*Work task*: Reproduce the full listing below exactly. Do not include the pictures.

*Given information*:
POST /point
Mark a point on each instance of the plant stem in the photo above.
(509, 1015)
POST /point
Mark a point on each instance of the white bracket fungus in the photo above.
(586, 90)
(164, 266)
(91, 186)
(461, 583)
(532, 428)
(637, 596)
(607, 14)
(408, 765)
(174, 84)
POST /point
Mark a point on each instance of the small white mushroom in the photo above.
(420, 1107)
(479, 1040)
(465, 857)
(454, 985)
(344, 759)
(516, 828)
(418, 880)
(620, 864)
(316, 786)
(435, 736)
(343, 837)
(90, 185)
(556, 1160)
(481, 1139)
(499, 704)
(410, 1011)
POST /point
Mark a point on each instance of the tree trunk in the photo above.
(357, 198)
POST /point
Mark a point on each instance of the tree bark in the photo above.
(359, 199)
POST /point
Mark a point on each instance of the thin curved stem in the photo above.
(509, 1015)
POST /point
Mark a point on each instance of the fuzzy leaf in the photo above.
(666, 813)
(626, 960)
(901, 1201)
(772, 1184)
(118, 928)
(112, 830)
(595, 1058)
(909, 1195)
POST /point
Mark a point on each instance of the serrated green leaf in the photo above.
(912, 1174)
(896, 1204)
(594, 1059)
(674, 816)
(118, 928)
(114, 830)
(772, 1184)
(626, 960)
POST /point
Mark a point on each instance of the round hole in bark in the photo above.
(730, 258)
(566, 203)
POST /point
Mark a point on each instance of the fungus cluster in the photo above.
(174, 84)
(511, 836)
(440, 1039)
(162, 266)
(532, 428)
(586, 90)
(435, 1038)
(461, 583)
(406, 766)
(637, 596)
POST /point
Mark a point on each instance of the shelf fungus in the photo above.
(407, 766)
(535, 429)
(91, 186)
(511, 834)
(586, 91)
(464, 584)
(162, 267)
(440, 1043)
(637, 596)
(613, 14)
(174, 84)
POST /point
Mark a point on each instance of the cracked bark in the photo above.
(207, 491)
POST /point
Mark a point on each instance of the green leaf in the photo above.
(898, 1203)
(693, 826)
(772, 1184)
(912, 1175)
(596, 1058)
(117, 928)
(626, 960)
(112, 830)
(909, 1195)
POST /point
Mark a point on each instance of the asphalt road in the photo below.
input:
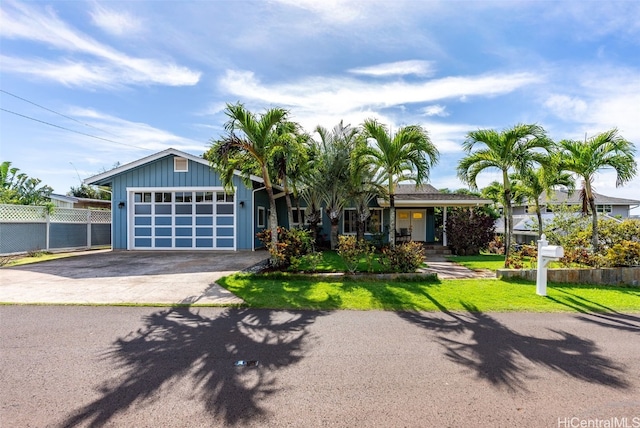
(154, 367)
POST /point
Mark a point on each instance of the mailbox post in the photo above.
(546, 253)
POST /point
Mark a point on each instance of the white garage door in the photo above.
(184, 219)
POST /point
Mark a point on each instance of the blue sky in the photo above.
(148, 75)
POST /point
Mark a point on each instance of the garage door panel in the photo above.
(224, 243)
(204, 243)
(163, 242)
(182, 220)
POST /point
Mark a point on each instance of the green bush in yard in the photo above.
(407, 257)
(293, 244)
(352, 250)
(469, 230)
(625, 253)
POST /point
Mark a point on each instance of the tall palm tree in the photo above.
(607, 150)
(248, 147)
(288, 161)
(363, 185)
(534, 182)
(408, 154)
(330, 173)
(511, 150)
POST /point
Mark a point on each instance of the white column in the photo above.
(541, 278)
(444, 226)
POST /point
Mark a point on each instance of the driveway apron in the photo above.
(119, 277)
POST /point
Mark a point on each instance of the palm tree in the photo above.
(408, 154)
(248, 147)
(363, 185)
(534, 182)
(18, 188)
(288, 161)
(330, 173)
(511, 150)
(607, 150)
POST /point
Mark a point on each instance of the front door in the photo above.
(414, 221)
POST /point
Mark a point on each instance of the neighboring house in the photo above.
(614, 207)
(174, 200)
(64, 201)
(524, 218)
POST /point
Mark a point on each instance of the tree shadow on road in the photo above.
(599, 314)
(180, 342)
(495, 353)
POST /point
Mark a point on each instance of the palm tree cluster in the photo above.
(354, 165)
(345, 165)
(18, 188)
(532, 164)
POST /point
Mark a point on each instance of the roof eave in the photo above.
(105, 178)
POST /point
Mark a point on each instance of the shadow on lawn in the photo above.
(597, 313)
(179, 343)
(494, 352)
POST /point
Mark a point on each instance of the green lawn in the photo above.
(288, 291)
(482, 261)
(332, 262)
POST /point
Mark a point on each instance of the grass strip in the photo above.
(288, 291)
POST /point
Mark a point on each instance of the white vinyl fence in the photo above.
(25, 228)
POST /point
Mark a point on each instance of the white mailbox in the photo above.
(546, 253)
(552, 251)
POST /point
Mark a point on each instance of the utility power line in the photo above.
(72, 130)
(55, 112)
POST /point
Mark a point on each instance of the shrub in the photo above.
(292, 245)
(313, 259)
(407, 257)
(496, 246)
(625, 253)
(469, 231)
(352, 250)
(349, 250)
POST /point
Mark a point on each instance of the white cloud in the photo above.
(136, 135)
(342, 11)
(95, 64)
(400, 68)
(435, 110)
(609, 98)
(566, 107)
(113, 22)
(343, 95)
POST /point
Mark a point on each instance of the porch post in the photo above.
(444, 226)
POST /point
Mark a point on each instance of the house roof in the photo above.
(425, 195)
(105, 177)
(75, 199)
(562, 196)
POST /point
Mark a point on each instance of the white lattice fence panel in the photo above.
(22, 213)
(69, 215)
(103, 217)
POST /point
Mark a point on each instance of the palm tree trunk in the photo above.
(595, 241)
(334, 232)
(539, 215)
(287, 198)
(273, 214)
(392, 221)
(594, 213)
(508, 227)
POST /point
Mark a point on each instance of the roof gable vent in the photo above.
(180, 164)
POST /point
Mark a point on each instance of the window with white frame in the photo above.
(262, 217)
(300, 217)
(180, 164)
(604, 209)
(372, 225)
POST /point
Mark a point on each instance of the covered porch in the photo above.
(421, 212)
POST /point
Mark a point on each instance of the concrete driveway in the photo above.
(112, 277)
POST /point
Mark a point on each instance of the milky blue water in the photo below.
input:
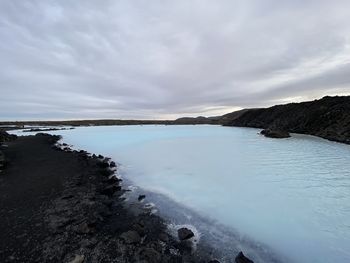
(293, 195)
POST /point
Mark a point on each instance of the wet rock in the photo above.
(163, 237)
(5, 137)
(131, 237)
(139, 228)
(242, 259)
(84, 228)
(78, 259)
(279, 134)
(110, 190)
(113, 180)
(149, 255)
(67, 197)
(103, 164)
(141, 197)
(184, 233)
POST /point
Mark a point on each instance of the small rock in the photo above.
(141, 197)
(110, 190)
(150, 255)
(184, 233)
(131, 237)
(84, 228)
(163, 237)
(103, 164)
(78, 259)
(242, 259)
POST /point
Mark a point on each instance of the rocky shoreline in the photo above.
(62, 205)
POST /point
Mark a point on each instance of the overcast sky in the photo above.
(62, 59)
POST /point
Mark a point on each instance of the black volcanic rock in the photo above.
(5, 137)
(185, 233)
(242, 259)
(328, 118)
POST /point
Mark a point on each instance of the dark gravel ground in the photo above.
(61, 206)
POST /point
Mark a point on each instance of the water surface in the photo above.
(292, 194)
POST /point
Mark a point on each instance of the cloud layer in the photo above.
(163, 59)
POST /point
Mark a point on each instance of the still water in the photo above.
(292, 195)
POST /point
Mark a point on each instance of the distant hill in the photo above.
(328, 118)
(197, 120)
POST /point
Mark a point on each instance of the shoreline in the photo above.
(79, 217)
(66, 206)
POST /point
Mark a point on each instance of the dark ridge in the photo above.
(328, 118)
(60, 205)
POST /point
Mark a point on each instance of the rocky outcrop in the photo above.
(185, 233)
(5, 137)
(278, 134)
(241, 258)
(328, 118)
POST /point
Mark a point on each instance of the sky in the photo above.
(162, 59)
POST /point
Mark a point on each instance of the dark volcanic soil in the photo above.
(61, 206)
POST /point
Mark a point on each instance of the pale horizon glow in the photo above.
(63, 60)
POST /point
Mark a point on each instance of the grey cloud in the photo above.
(155, 59)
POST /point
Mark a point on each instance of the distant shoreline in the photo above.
(58, 205)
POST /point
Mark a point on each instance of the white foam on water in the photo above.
(289, 194)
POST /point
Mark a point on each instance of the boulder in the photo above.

*Exercise solution*:
POST /point
Mark a point on each instance of the plant stem in the photo above.
(509, 1015)
POST /point
Mark a point on each instance of the white bracket fungus in the photo above.
(586, 90)
(164, 266)
(91, 186)
(461, 583)
(532, 428)
(637, 596)
(607, 14)
(408, 765)
(174, 84)
POST /point
Mark a point on each instance of the small white mushroom in the photo above.
(420, 1107)
(479, 1040)
(465, 857)
(454, 985)
(344, 759)
(516, 828)
(418, 880)
(620, 864)
(316, 786)
(435, 736)
(343, 837)
(90, 185)
(556, 1160)
(481, 1139)
(499, 704)
(410, 1011)
POST /point
Mark a point on each instance of the tree trunk in the photo above.
(357, 198)
POST /point
Mark a point on each instance of the tree bark in the photo above.
(359, 199)
POST /point
Mark a point on each instance of the thin curved stem in the photo above.
(509, 1015)
POST /point
Mark a point on each instance of the fuzzy leaf in the photo above.
(666, 813)
(626, 960)
(901, 1201)
(772, 1184)
(118, 928)
(112, 830)
(595, 1058)
(909, 1195)
POST /point
Mark a point on each instance of the serrated green leaf in the photo above.
(912, 1174)
(896, 1204)
(594, 1059)
(674, 816)
(118, 928)
(114, 830)
(772, 1184)
(626, 960)
POST /point
Mark a point on each instance of the round hole in bark in the photo above.
(730, 258)
(566, 203)
POST /point
Mark a point on each instance of the fungus cluster in the photo above.
(174, 84)
(511, 836)
(440, 1039)
(162, 266)
(532, 428)
(586, 90)
(435, 1038)
(461, 583)
(406, 766)
(637, 596)
POST /point
Mark a point on each instance of the shelf fungus in the photo above.
(407, 766)
(535, 429)
(91, 186)
(511, 834)
(586, 91)
(464, 584)
(162, 267)
(440, 1043)
(637, 596)
(613, 14)
(174, 84)
POST /point
Mark a point on each instance of the cracked bark in the photo above.
(207, 491)
POST /point
Mark a point on each instance of the green leaf in the photo above.
(898, 1203)
(693, 826)
(772, 1184)
(912, 1175)
(596, 1058)
(117, 928)
(626, 960)
(112, 830)
(909, 1195)
POST /point
Mark a point on each instance of the asphalt road in the photo below.
input:
(154, 367)
POST /point
Mark a point on each instance of the mailbox post in the photo above.
(546, 253)
POST /point
Mark a point on each instance of the white garage door in the photo above.
(184, 219)
POST /point
Mark a point on each instance of the blue sky in the photo above.
(148, 75)
POST /point
Mark a point on each instance of the garage door panel in the photo above.
(224, 243)
(204, 243)
(163, 242)
(182, 220)
POST /point
Mark a point on each instance of the green bush in yard in the photo above.
(407, 257)
(293, 244)
(352, 250)
(469, 230)
(625, 253)
POST /point
Mark a point on each instance of the tall palm tree in the photo above.
(607, 150)
(248, 147)
(288, 161)
(363, 185)
(534, 182)
(408, 154)
(330, 173)
(511, 150)
POST /point
Mark a point on each instance of the white column in the photo above.
(541, 278)
(444, 226)
POST /point
Mark a point on each instance of the driveway apron in the photo above.
(119, 277)
POST /point
Mark a point on each instance of the palm tree in the photo above.
(408, 154)
(248, 147)
(363, 185)
(534, 182)
(18, 188)
(288, 161)
(330, 173)
(511, 150)
(607, 150)
POST /point
Mark a point on each instance of the front door in the photo above.
(414, 221)
POST /point
Mark a point on each instance of the neighboring house in the photo above.
(614, 207)
(174, 200)
(64, 201)
(524, 218)
POST /point
Mark a point on each instance of the tree shadow on road in the photo above.
(599, 314)
(180, 342)
(495, 353)
POST /point
Mark a point on each instance of the palm tree cluster in the photo above.
(354, 165)
(345, 165)
(18, 188)
(532, 164)
POST /point
Mark a point on each instance of the roof eave in the photo above.
(105, 178)
POST /point
Mark a point on each instance of the shadow on lawn in the photo above.
(597, 313)
(179, 343)
(494, 352)
POST /point
Mark a point on each instance of the green lawn in the photo above.
(288, 291)
(482, 261)
(332, 262)
POST /point
Mark a point on each instance of the grass strip in the photo above.
(288, 291)
POST /point
Mark a point on each instance of the white vinyl fence in the photo above.
(25, 228)
POST /point
Mark a point on each instance of the white mailbox in the photo above.
(546, 253)
(552, 251)
POST /point
Mark a point on each instance of the utility power line in the photo above.
(72, 130)
(55, 112)
POST /point
Mark a point on each instance of the shrub in the photo above.
(292, 245)
(313, 259)
(407, 257)
(496, 246)
(625, 253)
(469, 231)
(352, 250)
(349, 250)
POST /point
Mark a point on each instance of the white cloud in the photo above.
(136, 135)
(342, 11)
(95, 64)
(400, 68)
(435, 110)
(609, 98)
(566, 107)
(113, 22)
(343, 95)
POST /point
Mark a point on each instance of the porch post in the photo above.
(444, 226)
POST /point
Mark a point on each instance of the house roof in the photo above.
(425, 195)
(105, 177)
(75, 199)
(562, 196)
POST /point
Mark a point on each instance of the white lattice fence panel in the photo above.
(22, 213)
(69, 215)
(103, 217)
POST /point
Mark a point on each instance of the palm tree trunk in the photo above.
(595, 241)
(334, 232)
(539, 215)
(287, 198)
(273, 214)
(392, 221)
(594, 213)
(508, 227)
POST /point
Mark a point on each instance of the roof gable vent in the photo above.
(180, 164)
POST /point
Mark a point on each instance of the window with white frame in the photo above.
(262, 217)
(300, 217)
(180, 164)
(604, 209)
(372, 225)
POST /point
Mark a point on each instance of the covered porch in the photo above.
(421, 212)
POST /point
Mark a point on each instance of the concrete driveway in the photo above.
(112, 277)
POST /point
Mark a point on each instance of the milky blue water in the photo below.
input:
(293, 195)
POST /point
Mark a point on each instance of the wet rock in the photo above.
(163, 237)
(5, 137)
(131, 237)
(139, 228)
(242, 259)
(84, 228)
(78, 259)
(279, 134)
(110, 190)
(113, 180)
(149, 255)
(67, 197)
(103, 164)
(141, 197)
(184, 233)
POST /point
Mark a point on each instance of the small rock in the photo above.
(141, 197)
(110, 190)
(150, 255)
(184, 233)
(131, 237)
(84, 228)
(163, 237)
(103, 164)
(78, 259)
(242, 259)
POST /point
Mark a point on each instance of the rocky shoreline in the photo above.
(62, 205)
POST /point
Mark a point on each instance of the overcast sky in the photo above.
(62, 59)
POST /point
Mark a point on each instance of the black volcanic rock in the photo above.
(5, 137)
(185, 233)
(242, 259)
(328, 118)
POST /point
Mark a point on each instance of the dark gravel ground in the photo above.
(61, 206)
POST /point
Mark a point on each instance of the water surface in the photo above.
(292, 194)
POST /point
Mark a point on each instance of the cloud layer in the photo above.
(163, 59)
POST /point
Mark a point on each instance of the still water in the photo above.
(292, 195)
POST /point
Mark a point on each instance of the distant hill in the photo above.
(328, 118)
(197, 120)
POST /point
Mark a point on each instance of the shoreline in the photo above.
(79, 217)
(66, 206)
POST /point
Mark a point on each instance of the dark ridge in the photo above.
(328, 118)
(60, 205)
POST /point
Mark a point on each instance of the rocky outcrop in the photo above.
(185, 233)
(5, 137)
(278, 134)
(241, 258)
(328, 118)
POST /point
Mark a point on each instance of the sky in the photo above.
(162, 59)
POST /point
Mark a point on each instance of the dark volcanic soil in the photo above.
(61, 206)
POST /point
Mark a point on each instance of the pale horizon glow in the photo above.
(63, 60)
POST /point
Mark a point on each instance of the grey cloud in the photo above.
(155, 59)
POST /point
Mark a point on each instance of the distant shoreline in the photo above.
(58, 205)
POST /point
Mark a point on each instance of the white foam on water in the photo above.
(289, 194)
POST /point
Mark a point on each instance of the boulder in the photo above.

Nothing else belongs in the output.